Reading passage>
Black & White Photograph of Ibrahim Elias Gejou as a young man, undated Reproduced with the kind permission of his great grand children.

3. Elias Gejou’s Deception no. 1 – hiding cuneiform tablets at home

Elias Gejou’s plan to profit from the sale of cuneiform tablets can be traced back to several months before he sent them to London. In his letter of 21 May 1896, he writes that he had purchased the tablets a year before, presumably in early 1895, and that he had then hidden them at home. The reason he gives for this was that he feared they might be confiscated by the authorities. Although Elias Gejou repeated this in his second letter of 24 September 1896, he did not share the reasons why they would have been taken from him. One therefore wonders why these tablets were liable to confiscation? Antiquities dealers openly bought and sold archaeological artefacts in Baghdad at the time, but the Ottoman Antiquities Law of 1884 had reiterated that the only excavations recognised as legal were those declared to the authorities who would then grant a permit (art. 7), and that artefacts found during undeclared excavations would be confiscated (art. 13). In his letters, Elias Gejou does not disclose where the tablets he possessed had been found, but in his first letter he does mention he also had tablets from Tello, the modern name of the ancient city of Girsu in the south of Iraq. The mention of this location is a helpful clue to retracing Gejou’s activities in this period. In mid-1894, Iraqi archaeologists and excavators had conducted undeclared excavations in Tello and had discovered thousands of cuneiform tablets there, which had soon appeared on the antiquities market. The details of this discovery were known to Wallis Budge since December 1894. He had himself heard it from a contact named Charles Pinches, an employee of the London branch of the Persian Gulf Trading Company, who also regularly acted as an agent for antiquities dealers in Baghdad who wished to sell artefacts to the British Museum. In a letter dated 1 December 1894, Pinches had written to advise that his client Mr Muir had sent him an account of the Tello discovery. I reproduce parts of the letter relevant to Elias Gejou’s case:

“Copy

Information on Antiquities discovered at Telloo

Baghdad, 2 October 1894

Four months ago Mr De Sarzec on behalf of the French Government was digging for Antiques in a place called Telloo, but after he left the place, the Arabs around that spot chanced to discover a large cellar (about 10 feet in height & 10 in length) full of bricks of different forms & seizes. It is said that this was a library of the government of that time perhaps from the days of Nimroud for his name was read on one of the large bricks *by the French Consul here) writing a letter to his minister to prepare for a war.

Requirements> Reproduce, word for word, the part of the passage on Elias Gejou's cuneiform tablets between "Information on Antiquities" and "prepare for a war.", inclusive.

Provided material>

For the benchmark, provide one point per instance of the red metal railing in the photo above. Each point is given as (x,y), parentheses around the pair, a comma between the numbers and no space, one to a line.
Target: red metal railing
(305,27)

Response below>
Information on Antiquities discovered at Telloo

Baghdad, 2 October 1894

Four months ago Mr De Sarzec on behalf of the French Government was digging for Antiques in a place called Telloo, but after he left the place, the Arabs around that spot chanced to discover a large cellar (about 10 feet in height & 10 in length) full of bricks of different forms & seizes. It is said that this was a library of the government of that time perhaps from the days of Nimroud for his name was read on one of the large bricks *by the French Consul here) writing a letter to his minister to prepare for a war.